Vos consignes:
1) Répondez aux questions suivantes à partir de l'entretien avec René Murat.
(a) En quel mois et en quelle année René Murat a-t-il été recruté à la Mairie ?
(b) Quel poste René Murat a-t-il demandé à occuper à l'opéra en 1974 ?
(c) Qui a recueilli les propos de René Murat ?
2) Recopiez mot pour mot le passage de l'entretien avec René Murat qui commence par « La MJC Corderie » et se poursuit jusqu'à « son réseau politique. ».

Texte fourni:
Entretien avec René Murat, Les débuts de l'Office Municipal de la Culture et des Loisirs

Publié le 7 juillet 2025 à 17:59

 

 

 

 

Voici le logo de l’opération Marseille en Fête, l’une des trois initiatives lancées par l’Office Municipal de la Culture et des Loisirs à sa création.

 

Les deux autres actions consistaient en interventions artistiques en milieu scolaire, correspondant alors au « tiers temps pédagogique » et aujourd’hui désignées sous le terme d’Éducation Artistique et Culturelle, ainsi qu’un dispositif de soutien financier aux associations culturelles.

 

La MJC Corderie était au cœur de ces actions, et quelques années plus tard, j’y ai également contribué lors de mon passage en tant que directeur du Centre d’Animation de Quartier Saint-Mauront.

Directeur de l'Office Municipal de la Culture et des loisirs – 1977-1986 propos recueillis par Gilbert Ceccaldi chez lui.

« J'ai été recruté à la Mairie en avril 1968, comme chef adjoint de cabinet du Secrétaire Général qui avait rang de préfet et que Defferre avait fait venir à la mairie de Marseille, probablement suite à des contacts dans son réseau politique.

Pendant six ans, j'ai été une des scribe s du Maire : je préparais les réponses aux lettres qu'il recevait. Par la suite, pour être titularisé, j'ai passé les concours de rédacteur, puis d'attaché et enfin de Directeur.

En 1974, j'ai demandé à être muté à l'opéra en tant qu'administrateur adjoint.

Je m'entendais très bien avec Marcel Paoli, un Radical de gauche, qui après voir été adjoint à l'éducation est devenu adjoint à la culture durant la troisième mandature de Deferre.

Données de pointage
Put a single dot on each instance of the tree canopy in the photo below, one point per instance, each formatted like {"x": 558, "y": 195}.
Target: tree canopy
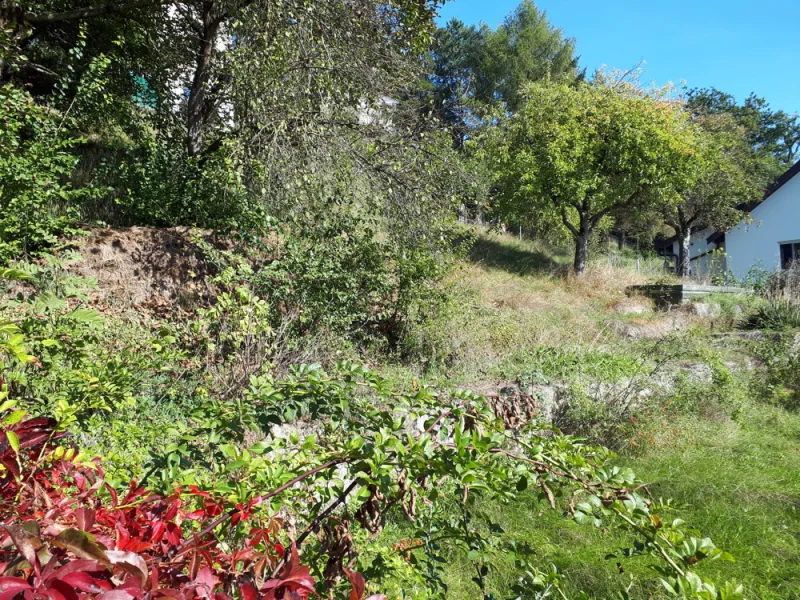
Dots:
{"x": 581, "y": 152}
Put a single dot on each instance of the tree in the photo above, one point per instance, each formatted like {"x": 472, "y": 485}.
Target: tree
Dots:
{"x": 579, "y": 153}
{"x": 727, "y": 174}
{"x": 475, "y": 67}
{"x": 184, "y": 49}
{"x": 769, "y": 132}
{"x": 526, "y": 48}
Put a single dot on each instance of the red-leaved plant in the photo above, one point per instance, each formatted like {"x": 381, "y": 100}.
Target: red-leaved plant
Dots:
{"x": 66, "y": 535}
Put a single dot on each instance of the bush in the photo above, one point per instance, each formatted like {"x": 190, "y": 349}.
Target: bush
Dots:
{"x": 779, "y": 379}
{"x": 776, "y": 315}
{"x": 37, "y": 201}
{"x": 341, "y": 274}
{"x": 63, "y": 538}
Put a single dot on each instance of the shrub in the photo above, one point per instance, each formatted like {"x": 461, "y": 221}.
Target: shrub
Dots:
{"x": 774, "y": 314}
{"x": 37, "y": 201}
{"x": 63, "y": 538}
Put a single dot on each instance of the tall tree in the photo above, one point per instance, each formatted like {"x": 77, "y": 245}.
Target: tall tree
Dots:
{"x": 769, "y": 132}
{"x": 182, "y": 48}
{"x": 475, "y": 66}
{"x": 579, "y": 153}
{"x": 727, "y": 175}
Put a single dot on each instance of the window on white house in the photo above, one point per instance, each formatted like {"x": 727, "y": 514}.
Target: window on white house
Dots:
{"x": 790, "y": 252}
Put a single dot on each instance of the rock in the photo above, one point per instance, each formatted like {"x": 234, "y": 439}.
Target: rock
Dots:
{"x": 633, "y": 306}
{"x": 699, "y": 373}
{"x": 705, "y": 309}
{"x": 648, "y": 329}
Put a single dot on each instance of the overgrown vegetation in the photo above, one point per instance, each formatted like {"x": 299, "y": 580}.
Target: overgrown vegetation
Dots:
{"x": 368, "y": 394}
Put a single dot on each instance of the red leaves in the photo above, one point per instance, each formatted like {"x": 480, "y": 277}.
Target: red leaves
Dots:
{"x": 61, "y": 541}
{"x": 11, "y": 586}
{"x": 294, "y": 580}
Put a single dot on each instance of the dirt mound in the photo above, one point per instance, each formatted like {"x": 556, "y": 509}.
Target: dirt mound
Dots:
{"x": 140, "y": 265}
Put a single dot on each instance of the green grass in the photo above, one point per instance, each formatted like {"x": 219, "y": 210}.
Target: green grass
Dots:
{"x": 738, "y": 483}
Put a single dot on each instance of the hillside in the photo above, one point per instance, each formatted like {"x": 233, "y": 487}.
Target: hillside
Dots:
{"x": 704, "y": 415}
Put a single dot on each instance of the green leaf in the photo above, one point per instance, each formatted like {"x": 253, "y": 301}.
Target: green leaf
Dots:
{"x": 13, "y": 440}
{"x": 14, "y": 417}
{"x": 82, "y": 545}
{"x": 85, "y": 315}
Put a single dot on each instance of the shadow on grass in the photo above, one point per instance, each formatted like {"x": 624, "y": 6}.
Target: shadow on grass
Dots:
{"x": 494, "y": 254}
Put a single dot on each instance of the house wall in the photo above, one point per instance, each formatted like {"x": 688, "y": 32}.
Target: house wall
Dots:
{"x": 699, "y": 244}
{"x": 775, "y": 221}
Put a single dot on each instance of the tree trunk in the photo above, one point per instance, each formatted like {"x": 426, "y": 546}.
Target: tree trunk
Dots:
{"x": 199, "y": 105}
{"x": 581, "y": 250}
{"x": 684, "y": 251}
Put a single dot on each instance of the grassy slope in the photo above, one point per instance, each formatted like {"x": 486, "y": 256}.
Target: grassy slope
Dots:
{"x": 739, "y": 481}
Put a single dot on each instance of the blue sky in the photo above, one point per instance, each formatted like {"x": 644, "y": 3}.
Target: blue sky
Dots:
{"x": 738, "y": 46}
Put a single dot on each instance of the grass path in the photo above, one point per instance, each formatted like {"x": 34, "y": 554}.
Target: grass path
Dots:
{"x": 737, "y": 481}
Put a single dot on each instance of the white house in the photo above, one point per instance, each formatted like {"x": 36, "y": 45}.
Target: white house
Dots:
{"x": 705, "y": 253}
{"x": 771, "y": 240}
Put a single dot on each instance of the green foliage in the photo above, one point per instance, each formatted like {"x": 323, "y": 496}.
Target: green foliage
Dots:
{"x": 158, "y": 184}
{"x": 37, "y": 201}
{"x": 779, "y": 379}
{"x": 575, "y": 154}
{"x": 340, "y": 274}
{"x": 777, "y": 314}
{"x": 770, "y": 133}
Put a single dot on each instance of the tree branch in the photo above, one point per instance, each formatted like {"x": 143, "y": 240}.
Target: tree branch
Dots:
{"x": 87, "y": 12}
{"x": 565, "y": 220}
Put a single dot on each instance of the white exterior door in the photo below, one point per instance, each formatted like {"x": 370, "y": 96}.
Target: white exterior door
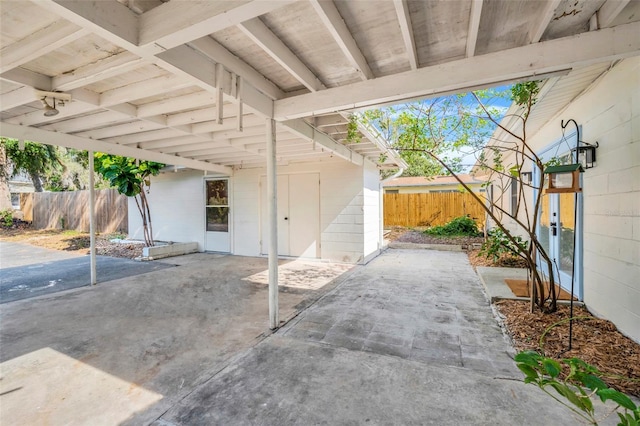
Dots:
{"x": 217, "y": 206}
{"x": 298, "y": 215}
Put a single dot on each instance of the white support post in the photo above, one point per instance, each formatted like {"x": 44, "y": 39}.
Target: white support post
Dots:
{"x": 220, "y": 92}
{"x": 272, "y": 196}
{"x": 240, "y": 83}
{"x": 92, "y": 218}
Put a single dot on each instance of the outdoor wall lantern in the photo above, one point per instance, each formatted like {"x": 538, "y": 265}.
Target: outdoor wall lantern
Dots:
{"x": 564, "y": 178}
{"x": 586, "y": 154}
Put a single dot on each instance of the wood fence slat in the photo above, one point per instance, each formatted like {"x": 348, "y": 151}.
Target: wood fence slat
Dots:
{"x": 430, "y": 209}
{"x": 70, "y": 210}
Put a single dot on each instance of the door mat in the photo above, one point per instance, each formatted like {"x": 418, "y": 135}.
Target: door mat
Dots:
{"x": 520, "y": 288}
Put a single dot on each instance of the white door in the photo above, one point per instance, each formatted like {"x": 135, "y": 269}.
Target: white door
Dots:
{"x": 217, "y": 226}
{"x": 298, "y": 215}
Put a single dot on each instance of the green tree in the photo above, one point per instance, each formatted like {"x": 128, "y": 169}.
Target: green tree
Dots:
{"x": 432, "y": 135}
{"x": 37, "y": 160}
{"x": 130, "y": 177}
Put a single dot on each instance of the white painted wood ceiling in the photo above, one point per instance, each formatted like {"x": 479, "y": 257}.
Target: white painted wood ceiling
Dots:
{"x": 167, "y": 80}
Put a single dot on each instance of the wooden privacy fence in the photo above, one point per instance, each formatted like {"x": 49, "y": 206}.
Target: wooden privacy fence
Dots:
{"x": 430, "y": 209}
{"x": 70, "y": 210}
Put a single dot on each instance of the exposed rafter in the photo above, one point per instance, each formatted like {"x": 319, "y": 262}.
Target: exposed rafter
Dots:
{"x": 404, "y": 19}
{"x": 474, "y": 27}
{"x": 465, "y": 74}
{"x": 610, "y": 11}
{"x": 176, "y": 23}
{"x": 331, "y": 18}
{"x": 37, "y": 44}
{"x": 547, "y": 14}
{"x": 257, "y": 31}
{"x": 70, "y": 141}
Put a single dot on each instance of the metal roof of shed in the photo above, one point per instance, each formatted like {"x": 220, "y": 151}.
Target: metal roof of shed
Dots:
{"x": 167, "y": 80}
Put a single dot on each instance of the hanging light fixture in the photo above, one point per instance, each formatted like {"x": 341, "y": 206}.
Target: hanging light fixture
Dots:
{"x": 49, "y": 111}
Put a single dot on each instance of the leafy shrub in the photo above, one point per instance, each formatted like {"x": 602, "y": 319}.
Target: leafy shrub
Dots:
{"x": 460, "y": 226}
{"x": 497, "y": 245}
{"x": 575, "y": 390}
{"x": 6, "y": 218}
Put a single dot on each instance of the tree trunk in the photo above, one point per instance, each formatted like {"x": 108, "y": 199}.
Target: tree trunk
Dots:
{"x": 5, "y": 193}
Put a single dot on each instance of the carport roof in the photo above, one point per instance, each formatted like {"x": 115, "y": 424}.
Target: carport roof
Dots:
{"x": 167, "y": 80}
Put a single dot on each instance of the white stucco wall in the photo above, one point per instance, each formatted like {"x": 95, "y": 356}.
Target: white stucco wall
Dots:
{"x": 609, "y": 113}
{"x": 176, "y": 202}
{"x": 371, "y": 209}
{"x": 349, "y": 210}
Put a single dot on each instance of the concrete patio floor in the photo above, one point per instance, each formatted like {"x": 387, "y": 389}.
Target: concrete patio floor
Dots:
{"x": 407, "y": 339}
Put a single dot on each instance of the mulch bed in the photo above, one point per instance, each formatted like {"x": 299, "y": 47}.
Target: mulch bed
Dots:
{"x": 521, "y": 288}
{"x": 596, "y": 341}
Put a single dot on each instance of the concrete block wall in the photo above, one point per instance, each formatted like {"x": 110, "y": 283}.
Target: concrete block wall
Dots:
{"x": 609, "y": 113}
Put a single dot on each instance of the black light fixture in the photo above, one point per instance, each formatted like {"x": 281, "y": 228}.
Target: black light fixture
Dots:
{"x": 586, "y": 154}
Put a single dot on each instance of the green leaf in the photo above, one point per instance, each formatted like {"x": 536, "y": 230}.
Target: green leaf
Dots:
{"x": 552, "y": 367}
{"x": 617, "y": 397}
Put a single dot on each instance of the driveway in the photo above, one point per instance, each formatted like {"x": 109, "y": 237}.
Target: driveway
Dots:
{"x": 407, "y": 339}
{"x": 28, "y": 271}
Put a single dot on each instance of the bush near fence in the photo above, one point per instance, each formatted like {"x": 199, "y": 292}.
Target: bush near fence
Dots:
{"x": 70, "y": 210}
{"x": 430, "y": 209}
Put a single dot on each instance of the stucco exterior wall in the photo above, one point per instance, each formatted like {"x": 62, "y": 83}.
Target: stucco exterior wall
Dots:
{"x": 609, "y": 113}
{"x": 349, "y": 209}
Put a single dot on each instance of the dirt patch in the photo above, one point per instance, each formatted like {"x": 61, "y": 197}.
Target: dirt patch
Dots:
{"x": 403, "y": 235}
{"x": 72, "y": 241}
{"x": 521, "y": 288}
{"x": 595, "y": 340}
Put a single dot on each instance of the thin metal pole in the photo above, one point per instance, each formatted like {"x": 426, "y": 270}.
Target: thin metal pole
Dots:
{"x": 92, "y": 218}
{"x": 272, "y": 197}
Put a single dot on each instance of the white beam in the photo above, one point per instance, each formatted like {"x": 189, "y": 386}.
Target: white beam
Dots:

Corrigés détaillés:
1)
(a) En avril 1968.
(b) Administrateur adjoint.
(c) Gilbert Ceccaldi.

2)
La MJC Corderie était au cœur de ces actions, et quelques années plus tard, j’y ai également contribué lors de mon passage en tant que directeur du Centre d’Animation de Quartier Saint-Mauront.

Directeur de l'Office Municipal de la Culture et des loisirs – 1977-1986 propos recueillis par Gilbert Ceccaldi chez lui.

« J'ai été recruté à la Mairie en avril 1968, comme chef adjoint de cabinet du Secrétaire Général qui avait rang de préfet et que Defferre avait fait venir à la mairie de Marseille, probablement suite à des contacts dans son réseau politique.